Exercise brief:
Could you write out every entry exactly as it stands?

Material shown:
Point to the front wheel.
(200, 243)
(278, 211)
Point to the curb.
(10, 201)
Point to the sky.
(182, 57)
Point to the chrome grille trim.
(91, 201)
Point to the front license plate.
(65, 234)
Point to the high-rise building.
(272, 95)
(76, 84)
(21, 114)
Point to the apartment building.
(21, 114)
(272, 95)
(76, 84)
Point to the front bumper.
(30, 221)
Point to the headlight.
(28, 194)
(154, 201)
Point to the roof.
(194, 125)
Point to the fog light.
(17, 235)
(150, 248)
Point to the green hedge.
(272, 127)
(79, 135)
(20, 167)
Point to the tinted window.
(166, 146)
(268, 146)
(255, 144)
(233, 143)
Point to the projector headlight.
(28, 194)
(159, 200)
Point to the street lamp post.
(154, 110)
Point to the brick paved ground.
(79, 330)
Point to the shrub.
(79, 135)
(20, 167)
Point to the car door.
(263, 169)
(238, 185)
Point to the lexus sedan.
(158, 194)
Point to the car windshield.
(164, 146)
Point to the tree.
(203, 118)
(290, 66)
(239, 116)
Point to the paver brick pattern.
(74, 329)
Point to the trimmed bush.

Task result:
Point to the front wheel.
(200, 243)
(278, 211)
Point to the curb.
(10, 201)
Point to the sky.
(182, 57)
Point to the chrome grille trim.
(91, 201)
Point to the front license plate.
(65, 234)
Point to the high-rise building.
(272, 95)
(76, 84)
(21, 114)
Point to the apartment building.
(21, 114)
(272, 95)
(76, 84)
Point to the front bumper.
(30, 221)
Point to the headlight.
(28, 194)
(154, 201)
Point to the roof.
(194, 125)
Point to the fog light.
(17, 235)
(150, 248)
Point to the green hedge.
(272, 127)
(79, 135)
(20, 167)
Point to the tinted window.
(166, 146)
(268, 146)
(255, 144)
(233, 143)
Point to the projector headlight.
(28, 194)
(159, 200)
Point to the street lamp post.
(154, 110)
Point to the brick paved ground.
(79, 330)
Point to the shrub.
(79, 135)
(20, 167)
Point to the car door.
(263, 169)
(238, 185)
Point to the lexus sedan.
(158, 194)
Point to the car windshield.
(164, 146)
Point to the tree.
(203, 118)
(290, 66)
(239, 116)
Point to the paver brick pattern.
(74, 329)
Point to the trimmed bush.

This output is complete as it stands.